◆ What you are asked to do ◆
Put every line of the listing below into a JSON array of strings, one string per line. Skip blank lines and leave the pictures out.

* * *

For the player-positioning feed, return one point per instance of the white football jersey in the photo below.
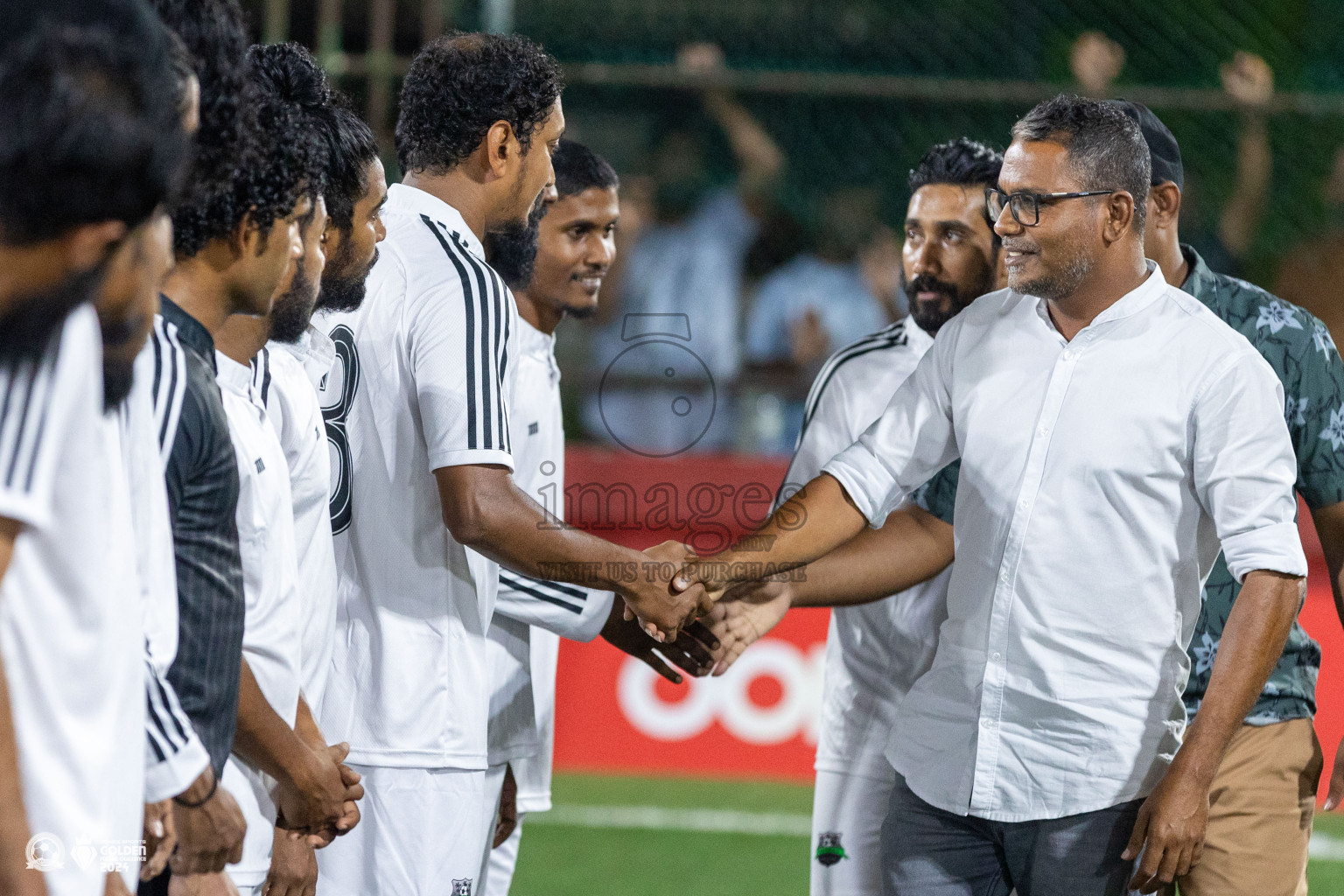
(529, 615)
(420, 383)
(875, 650)
(288, 376)
(272, 622)
(70, 621)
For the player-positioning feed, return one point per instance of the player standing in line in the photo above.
(425, 504)
(284, 375)
(875, 652)
(556, 270)
(90, 145)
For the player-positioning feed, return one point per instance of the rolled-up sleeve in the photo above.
(909, 444)
(1245, 468)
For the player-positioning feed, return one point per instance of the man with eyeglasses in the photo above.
(1113, 436)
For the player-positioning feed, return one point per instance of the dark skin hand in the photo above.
(486, 512)
(208, 836)
(694, 650)
(508, 808)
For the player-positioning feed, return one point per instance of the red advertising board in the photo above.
(759, 720)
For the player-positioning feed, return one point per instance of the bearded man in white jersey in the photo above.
(556, 270)
(90, 144)
(426, 506)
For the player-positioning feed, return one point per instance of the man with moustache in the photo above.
(1113, 434)
(285, 375)
(556, 270)
(426, 507)
(90, 145)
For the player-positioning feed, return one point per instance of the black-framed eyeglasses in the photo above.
(1026, 207)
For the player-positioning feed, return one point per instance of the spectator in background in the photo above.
(686, 262)
(819, 301)
(1312, 276)
(1223, 238)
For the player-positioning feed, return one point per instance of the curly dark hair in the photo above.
(347, 144)
(257, 168)
(460, 85)
(89, 121)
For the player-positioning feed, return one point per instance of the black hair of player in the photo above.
(578, 168)
(347, 143)
(460, 85)
(89, 125)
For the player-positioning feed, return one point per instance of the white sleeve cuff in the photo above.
(1277, 549)
(867, 481)
(168, 778)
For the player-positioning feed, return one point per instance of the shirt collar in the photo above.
(914, 333)
(414, 200)
(233, 376)
(190, 331)
(1130, 303)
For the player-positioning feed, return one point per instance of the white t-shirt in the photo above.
(875, 650)
(529, 615)
(272, 622)
(420, 383)
(70, 624)
(290, 375)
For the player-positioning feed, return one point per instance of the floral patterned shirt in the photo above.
(1300, 349)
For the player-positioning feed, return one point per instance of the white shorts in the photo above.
(423, 832)
(499, 878)
(847, 813)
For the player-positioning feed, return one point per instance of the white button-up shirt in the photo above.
(1098, 479)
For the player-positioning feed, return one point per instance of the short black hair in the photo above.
(962, 161)
(89, 124)
(346, 143)
(578, 168)
(1105, 147)
(460, 85)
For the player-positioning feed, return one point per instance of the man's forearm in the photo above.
(263, 739)
(1253, 641)
(816, 520)
(491, 514)
(913, 546)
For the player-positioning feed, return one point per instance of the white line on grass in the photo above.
(1323, 846)
(659, 818)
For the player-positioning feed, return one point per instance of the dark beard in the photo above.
(117, 379)
(930, 316)
(292, 311)
(512, 251)
(343, 291)
(29, 326)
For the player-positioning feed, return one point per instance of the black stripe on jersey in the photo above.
(34, 383)
(887, 338)
(171, 360)
(468, 300)
(483, 273)
(261, 374)
(544, 590)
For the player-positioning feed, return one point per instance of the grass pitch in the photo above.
(672, 837)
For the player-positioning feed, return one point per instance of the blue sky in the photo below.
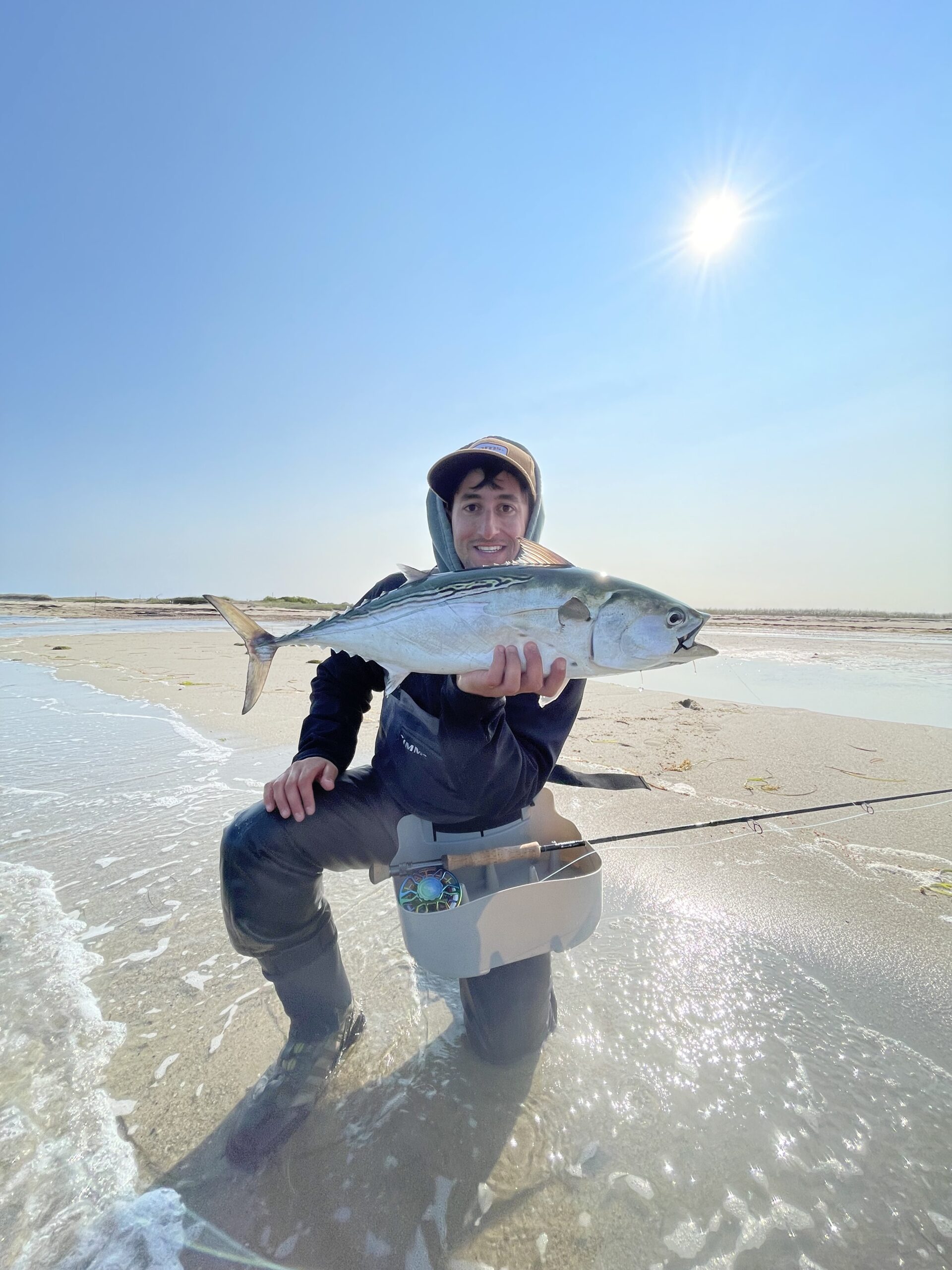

* * *

◆ Exercise output ◆
[
  "For the player-positioning feed, return one point per instance of the white football jersey in the photo below.",
  "(529, 615)",
  "(420, 383)",
  "(875, 650)",
  "(288, 376)",
  "(272, 622)",
  "(70, 621)",
  "For the player-positioning feed, return one point per instance of the player standing in line in the photo above.",
  "(425, 504)",
  "(284, 375)",
  "(875, 652)",
  "(556, 270)",
  "(90, 145)",
  "For the player-positioning feed, return one point per instance of the rolled-up sleeve in the photo above.",
  "(909, 444)",
  "(1245, 468)",
  "For the player-positioning feed, return one point per instance of the man with eyeglasses in the photo above.",
  "(1113, 436)",
  "For the player-positioning feed, return one point per instance of the dark skin hand in the photo above.",
  "(486, 512)",
  "(208, 836)",
  "(694, 650)",
  "(508, 808)",
  "For the player-positioning feed, return one point per instance of the red advertising board in the photo above.",
  "(759, 720)",
  "For the player-positioning feed, return one point per instance of the bearded man in white jersey in the photo above.",
  "(556, 270)",
  "(90, 144)",
  "(426, 506)",
  "For the player-positioning feed, return one point per instance of the man with moustache in the photo above.",
  "(1113, 434)",
  "(285, 375)",
  "(556, 270)",
  "(426, 507)",
  "(90, 145)",
  "For the player-positioning feed, return one point per instance of the black-framed eyeglasses in the photo above.",
  "(1026, 207)",
  "For the player-positioning feed, return one point per instance of the spectator in background in the photo above.",
  "(686, 262)",
  "(819, 301)",
  "(1312, 276)",
  "(1223, 238)",
  "For the player-positioning feed, return one point per instance of the curly dark hair in the photo above.",
  "(347, 144)",
  "(257, 168)",
  "(460, 85)",
  "(89, 121)",
  "For the player-positioning feed, return one point per instance of the black hair of player in the photo above.",
  "(578, 168)",
  "(347, 143)",
  "(460, 85)",
  "(89, 125)",
  "For the player-positioning feed, return one point per instance of the white sleeve cuff in the photo above.",
  "(1277, 549)",
  "(867, 481)",
  "(168, 778)",
  "For the player-positioning feed, return one point per instance of the shirt collar in the photo above.",
  "(914, 333)",
  "(414, 200)",
  "(233, 376)",
  "(190, 331)",
  "(1130, 303)",
  "For the player-positioning feed, return one point per instance of the white t-shirt in the photo above.",
  "(875, 650)",
  "(529, 615)",
  "(272, 622)",
  "(420, 383)",
  "(70, 624)",
  "(290, 375)",
  "For the player-positioning feed, return one point per instance of the floral patterned shirt in the photo above.",
  "(1300, 349)",
  "For the player-positioning feed, return one point per instance of the white shorts in the photo above.",
  "(423, 832)",
  "(499, 878)",
  "(847, 813)",
  "For the player-positioning feed, return one point per instance of the white button-up shirt in the photo above.",
  "(1098, 479)",
  "For the player-positioning feed, return one point per instance of the short black hair in the photo above.",
  "(962, 161)",
  "(89, 124)",
  "(346, 143)",
  "(578, 168)",
  "(1105, 147)",
  "(460, 85)",
  "For the player-positioning feed, return one point per instance of the man's forearm in the photo above.",
  "(263, 739)",
  "(1253, 641)",
  "(816, 520)",
  "(491, 514)",
  "(913, 546)",
  "For the player-positioning feed, return one point per instance of the white line on grass in the photo above.",
  "(1323, 846)",
  "(659, 818)",
  "For the player-positioning feed, return one point per instance of the dark beard in the photo above.",
  "(117, 379)",
  "(930, 316)",
  "(292, 311)",
  "(512, 251)",
  "(343, 291)",
  "(29, 326)",
  "For the player-positioning feed, return one point per instance of the black stripe on jersey in the photo above.",
  "(34, 383)",
  "(887, 338)",
  "(171, 360)",
  "(468, 300)",
  "(483, 273)",
  "(261, 374)",
  "(544, 590)",
  "For the player-positioning feed, return one point per instance of the grass pitch in the photo above.",
  "(672, 837)",
  "For the player-positioning feed, return one point per instance of the blue sky in the photo below."
]